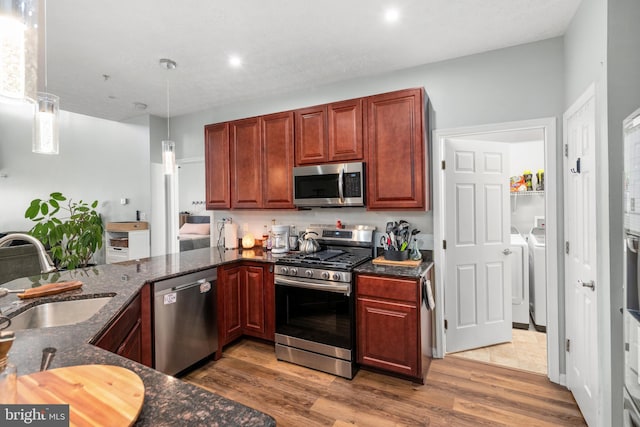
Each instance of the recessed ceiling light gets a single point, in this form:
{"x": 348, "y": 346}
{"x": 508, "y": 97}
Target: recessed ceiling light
{"x": 391, "y": 15}
{"x": 235, "y": 61}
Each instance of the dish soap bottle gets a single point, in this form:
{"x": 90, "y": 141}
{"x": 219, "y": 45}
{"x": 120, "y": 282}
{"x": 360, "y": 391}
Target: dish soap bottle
{"x": 8, "y": 371}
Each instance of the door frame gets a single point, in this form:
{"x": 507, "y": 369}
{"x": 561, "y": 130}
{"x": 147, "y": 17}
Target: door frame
{"x": 548, "y": 126}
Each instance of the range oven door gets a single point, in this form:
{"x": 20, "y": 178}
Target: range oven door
{"x": 315, "y": 314}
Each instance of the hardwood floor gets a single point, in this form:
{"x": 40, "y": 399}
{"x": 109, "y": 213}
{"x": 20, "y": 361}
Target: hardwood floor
{"x": 457, "y": 392}
{"x": 527, "y": 351}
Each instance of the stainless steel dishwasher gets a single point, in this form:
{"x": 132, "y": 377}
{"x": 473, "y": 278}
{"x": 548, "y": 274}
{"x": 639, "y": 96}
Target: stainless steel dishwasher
{"x": 185, "y": 326}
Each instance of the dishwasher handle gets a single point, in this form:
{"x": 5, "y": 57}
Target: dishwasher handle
{"x": 205, "y": 286}
{"x": 189, "y": 285}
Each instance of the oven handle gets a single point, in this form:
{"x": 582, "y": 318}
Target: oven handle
{"x": 341, "y": 185}
{"x": 301, "y": 283}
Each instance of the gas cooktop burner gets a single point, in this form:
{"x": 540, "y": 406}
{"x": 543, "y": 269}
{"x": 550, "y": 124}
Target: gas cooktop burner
{"x": 327, "y": 258}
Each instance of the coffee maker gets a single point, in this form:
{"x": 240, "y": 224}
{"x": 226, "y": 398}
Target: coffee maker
{"x": 280, "y": 239}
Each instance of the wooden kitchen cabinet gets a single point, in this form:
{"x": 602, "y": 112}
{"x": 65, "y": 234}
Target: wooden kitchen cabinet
{"x": 129, "y": 335}
{"x": 246, "y": 163}
{"x": 389, "y": 325}
{"x": 277, "y": 165}
{"x": 396, "y": 139}
{"x": 245, "y": 302}
{"x": 330, "y": 133}
{"x": 249, "y": 163}
{"x": 216, "y": 153}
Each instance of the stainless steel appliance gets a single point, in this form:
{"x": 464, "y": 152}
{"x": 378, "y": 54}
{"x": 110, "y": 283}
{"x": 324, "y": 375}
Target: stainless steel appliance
{"x": 315, "y": 302}
{"x": 185, "y": 327}
{"x": 631, "y": 315}
{"x": 329, "y": 185}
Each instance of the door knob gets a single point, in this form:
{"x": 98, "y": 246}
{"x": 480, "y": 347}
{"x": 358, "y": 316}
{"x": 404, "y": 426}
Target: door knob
{"x": 590, "y": 284}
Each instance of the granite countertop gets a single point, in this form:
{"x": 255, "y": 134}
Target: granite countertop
{"x": 398, "y": 271}
{"x": 168, "y": 401}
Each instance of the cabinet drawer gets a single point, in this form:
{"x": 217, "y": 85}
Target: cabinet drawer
{"x": 386, "y": 287}
{"x": 117, "y": 254}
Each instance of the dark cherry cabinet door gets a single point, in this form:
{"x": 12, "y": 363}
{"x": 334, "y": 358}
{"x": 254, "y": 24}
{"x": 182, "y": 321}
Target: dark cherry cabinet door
{"x": 230, "y": 305}
{"x": 396, "y": 348}
{"x": 216, "y": 152}
{"x": 388, "y": 321}
{"x": 396, "y": 136}
{"x": 345, "y": 131}
{"x": 277, "y": 166}
{"x": 311, "y": 135}
{"x": 246, "y": 163}
{"x": 254, "y": 316}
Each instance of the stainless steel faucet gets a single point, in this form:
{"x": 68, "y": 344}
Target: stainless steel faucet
{"x": 46, "y": 265}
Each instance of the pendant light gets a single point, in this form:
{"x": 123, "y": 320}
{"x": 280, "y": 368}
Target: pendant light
{"x": 46, "y": 137}
{"x": 170, "y": 178}
{"x": 168, "y": 146}
{"x": 18, "y": 50}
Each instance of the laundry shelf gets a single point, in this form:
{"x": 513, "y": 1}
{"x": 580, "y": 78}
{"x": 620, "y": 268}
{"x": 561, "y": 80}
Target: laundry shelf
{"x": 527, "y": 193}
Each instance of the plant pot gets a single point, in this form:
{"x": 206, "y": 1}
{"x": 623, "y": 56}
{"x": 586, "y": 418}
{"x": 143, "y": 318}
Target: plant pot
{"x": 396, "y": 255}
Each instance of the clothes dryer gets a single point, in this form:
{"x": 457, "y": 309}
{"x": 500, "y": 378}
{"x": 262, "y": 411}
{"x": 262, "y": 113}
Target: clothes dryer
{"x": 537, "y": 278}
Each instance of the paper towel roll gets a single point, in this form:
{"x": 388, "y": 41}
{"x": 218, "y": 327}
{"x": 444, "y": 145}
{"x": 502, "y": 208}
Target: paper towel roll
{"x": 231, "y": 236}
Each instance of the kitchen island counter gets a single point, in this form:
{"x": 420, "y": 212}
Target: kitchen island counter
{"x": 168, "y": 401}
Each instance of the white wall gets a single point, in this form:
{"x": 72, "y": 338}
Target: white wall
{"x": 99, "y": 159}
{"x": 623, "y": 97}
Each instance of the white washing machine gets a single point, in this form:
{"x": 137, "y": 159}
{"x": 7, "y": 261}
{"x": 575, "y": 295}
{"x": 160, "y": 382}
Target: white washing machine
{"x": 537, "y": 278}
{"x": 519, "y": 280}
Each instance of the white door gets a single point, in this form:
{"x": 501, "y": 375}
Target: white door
{"x": 477, "y": 234}
{"x": 581, "y": 291}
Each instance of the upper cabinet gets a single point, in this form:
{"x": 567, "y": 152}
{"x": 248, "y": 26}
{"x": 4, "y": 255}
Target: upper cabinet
{"x": 246, "y": 163}
{"x": 330, "y": 133}
{"x": 249, "y": 162}
{"x": 396, "y": 138}
{"x": 277, "y": 166}
{"x": 216, "y": 153}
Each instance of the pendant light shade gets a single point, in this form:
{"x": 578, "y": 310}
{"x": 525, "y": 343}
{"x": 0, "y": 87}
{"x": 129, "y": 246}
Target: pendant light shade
{"x": 168, "y": 157}
{"x": 46, "y": 135}
{"x": 18, "y": 50}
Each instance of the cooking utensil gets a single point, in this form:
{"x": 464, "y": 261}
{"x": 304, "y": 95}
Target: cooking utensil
{"x": 308, "y": 244}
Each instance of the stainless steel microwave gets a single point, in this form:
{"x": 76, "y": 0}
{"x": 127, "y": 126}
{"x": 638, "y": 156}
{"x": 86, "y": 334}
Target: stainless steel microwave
{"x": 329, "y": 185}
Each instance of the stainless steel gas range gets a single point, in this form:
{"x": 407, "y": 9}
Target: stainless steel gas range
{"x": 315, "y": 302}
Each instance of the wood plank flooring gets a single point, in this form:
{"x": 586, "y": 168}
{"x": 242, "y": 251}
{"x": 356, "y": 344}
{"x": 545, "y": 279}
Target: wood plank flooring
{"x": 457, "y": 392}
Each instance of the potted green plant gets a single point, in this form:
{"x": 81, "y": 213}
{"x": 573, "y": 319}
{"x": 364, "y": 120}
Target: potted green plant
{"x": 72, "y": 230}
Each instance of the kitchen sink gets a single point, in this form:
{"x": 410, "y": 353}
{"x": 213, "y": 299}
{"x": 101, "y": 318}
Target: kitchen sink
{"x": 57, "y": 313}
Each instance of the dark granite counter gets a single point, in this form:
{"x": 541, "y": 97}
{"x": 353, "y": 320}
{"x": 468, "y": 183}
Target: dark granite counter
{"x": 168, "y": 401}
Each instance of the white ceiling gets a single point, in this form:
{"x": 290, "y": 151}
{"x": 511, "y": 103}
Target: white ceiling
{"x": 286, "y": 45}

----------------------------------------

DIRECTIONS FOR THIS TASK:
Beginning with the first entry above, reproduce every line verbatim until the line with "Each instance of the dishwasher", which is included too; omit pictures.

WRITTEN RESPONSE:
Each instance of the recessed ceiling light gets a single point, in this form:
{"x": 348, "y": 346}
{"x": 508, "y": 97}
Target: recessed ceiling light
{"x": 391, "y": 15}
{"x": 235, "y": 61}
Each instance of the dish soap bottle gets a single point, in this form:
{"x": 90, "y": 141}
{"x": 219, "y": 45}
{"x": 120, "y": 282}
{"x": 360, "y": 391}
Target: dish soap bottle
{"x": 8, "y": 371}
Each instance of the door frame gets a single point, in this form:
{"x": 507, "y": 369}
{"x": 561, "y": 130}
{"x": 147, "y": 17}
Target: door frame
{"x": 548, "y": 126}
Each instance of the range oven door gets a single point, in this form:
{"x": 20, "y": 178}
Target: range oven door
{"x": 315, "y": 314}
Each instance of the hardwood floor gets a single point, in this form:
{"x": 40, "y": 399}
{"x": 109, "y": 213}
{"x": 20, "y": 361}
Target: hardwood floor
{"x": 457, "y": 392}
{"x": 527, "y": 351}
Each instance of the stainless steel dishwasher gets a single point, in this form:
{"x": 132, "y": 377}
{"x": 473, "y": 278}
{"x": 548, "y": 274}
{"x": 639, "y": 96}
Target: stainless steel dishwasher
{"x": 185, "y": 326}
Each instance of the dishwasher handle gets a single point, in this form:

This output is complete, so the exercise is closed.